QdrantDocumentIndex is a document index that is build upon [Qdrant](https://qdrant.tech/) vector database

Learn more here: https://docs.docarray.org/user_guide/storing/index_qdrant/

In [12]:
from docarray.index import QdrantDocumentIndex
from qdrant_client.http import models as rest


# initialize the index
qdrant_config = QdrantDocumentIndex.DBConfig(path=":memory:")
db = QdrantDocumentIndex[MyDoc](qdrant_config)

# index data
db.index(
    [
        MyDoc(
            title=f'My document {i}',
            title_embedding=embeddings.embed_query(f'query {i}'),
            year=i,
            color=random.choice(['red', 'green', 'blue']),
        )
        for i in range(100)
    ]
)
# optionally, you can create a filter query
filter_query = rest.Filter(
    must=[
        rest.FieldCondition(
            key="year",
            range=rest.Range(
                gte=10,
                lt=90,
            ),
        )
    ]
)



In [13]:
# create a retriever
retriever = DocArrayRetriever(
    index=db, 
    embeddings=embeddings, 
    search_field='title_embedding', 
    content_field='title',
    filters=filter_query,
)

# find the relevant document
doc = retriever.get_relevant_documents('some query')
print(doc)

[Document(page_content='My document 50', metadata={'id': 'f63f8581ba4107d998afcc0f47ed776b', 'year': 50, 'color': 'red'})]

TASK GOAL
Reproduce the Qdrant excerpt above word for word, starting at "db = QdrantDocumentIndex[MyDoc](qdrant_config)" and ending at "i in range(100)".

Recorded data
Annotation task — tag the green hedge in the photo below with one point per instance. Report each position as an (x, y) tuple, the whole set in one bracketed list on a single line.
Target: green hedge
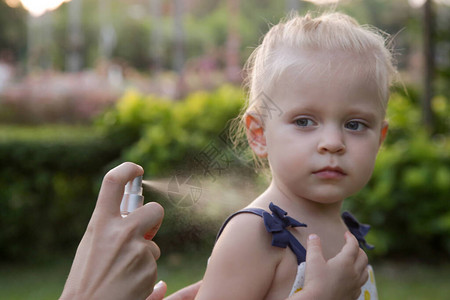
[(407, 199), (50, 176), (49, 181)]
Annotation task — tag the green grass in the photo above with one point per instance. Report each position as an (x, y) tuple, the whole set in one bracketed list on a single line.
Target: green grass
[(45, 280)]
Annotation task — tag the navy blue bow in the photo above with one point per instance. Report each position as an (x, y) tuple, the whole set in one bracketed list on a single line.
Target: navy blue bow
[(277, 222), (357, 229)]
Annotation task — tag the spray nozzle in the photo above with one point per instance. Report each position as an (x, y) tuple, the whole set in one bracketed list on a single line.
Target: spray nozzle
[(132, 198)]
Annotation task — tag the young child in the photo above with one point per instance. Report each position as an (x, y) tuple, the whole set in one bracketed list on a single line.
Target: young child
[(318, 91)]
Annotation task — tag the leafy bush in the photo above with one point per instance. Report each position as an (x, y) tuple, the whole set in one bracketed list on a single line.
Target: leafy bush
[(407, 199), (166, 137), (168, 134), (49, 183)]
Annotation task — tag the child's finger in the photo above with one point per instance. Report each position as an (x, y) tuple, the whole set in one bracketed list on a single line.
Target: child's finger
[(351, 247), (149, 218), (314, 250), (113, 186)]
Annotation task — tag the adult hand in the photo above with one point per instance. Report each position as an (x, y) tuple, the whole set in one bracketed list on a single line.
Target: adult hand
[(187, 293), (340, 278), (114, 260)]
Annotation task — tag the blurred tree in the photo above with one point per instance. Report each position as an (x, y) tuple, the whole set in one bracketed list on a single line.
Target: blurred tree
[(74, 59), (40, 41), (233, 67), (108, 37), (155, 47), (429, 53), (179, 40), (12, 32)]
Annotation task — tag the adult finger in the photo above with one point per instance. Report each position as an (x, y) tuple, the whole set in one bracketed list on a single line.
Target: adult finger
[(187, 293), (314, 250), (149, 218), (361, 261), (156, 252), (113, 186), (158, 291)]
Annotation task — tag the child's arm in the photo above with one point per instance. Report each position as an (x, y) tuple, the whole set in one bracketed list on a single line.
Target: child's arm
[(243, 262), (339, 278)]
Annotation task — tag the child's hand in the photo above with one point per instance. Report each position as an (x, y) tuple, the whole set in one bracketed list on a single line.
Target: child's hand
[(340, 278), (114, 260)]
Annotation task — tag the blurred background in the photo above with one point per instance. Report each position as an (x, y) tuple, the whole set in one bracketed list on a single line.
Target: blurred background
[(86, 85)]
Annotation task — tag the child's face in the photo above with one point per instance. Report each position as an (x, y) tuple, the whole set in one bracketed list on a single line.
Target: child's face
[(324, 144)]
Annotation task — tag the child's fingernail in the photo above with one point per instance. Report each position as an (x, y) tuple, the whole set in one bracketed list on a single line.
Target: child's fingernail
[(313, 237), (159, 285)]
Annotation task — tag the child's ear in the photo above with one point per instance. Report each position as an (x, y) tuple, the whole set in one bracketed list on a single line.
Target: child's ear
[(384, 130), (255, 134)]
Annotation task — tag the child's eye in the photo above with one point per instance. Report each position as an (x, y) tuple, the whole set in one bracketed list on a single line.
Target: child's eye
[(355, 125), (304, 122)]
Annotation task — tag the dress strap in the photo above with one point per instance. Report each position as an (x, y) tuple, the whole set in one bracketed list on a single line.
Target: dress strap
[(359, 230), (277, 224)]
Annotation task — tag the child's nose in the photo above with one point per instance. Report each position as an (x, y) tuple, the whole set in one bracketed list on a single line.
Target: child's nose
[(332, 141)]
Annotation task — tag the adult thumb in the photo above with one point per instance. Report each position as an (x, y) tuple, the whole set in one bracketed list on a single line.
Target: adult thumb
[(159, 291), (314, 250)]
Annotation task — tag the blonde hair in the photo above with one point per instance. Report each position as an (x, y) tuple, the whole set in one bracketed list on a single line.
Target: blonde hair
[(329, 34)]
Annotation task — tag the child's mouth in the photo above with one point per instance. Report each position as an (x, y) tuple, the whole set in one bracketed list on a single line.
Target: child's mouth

FINAL RESULT
db = QdrantDocumentIndex[MyDoc](qdrant_config)

# index data
db.index(
    [
        MyDoc(
            title=f'My document {i}',
            title_embedding=embeddings.embed_query(f'query {i}'),
            year=i,
            color=random.choice(['red', 'green', 'blue']),
        )
        for i in range(100)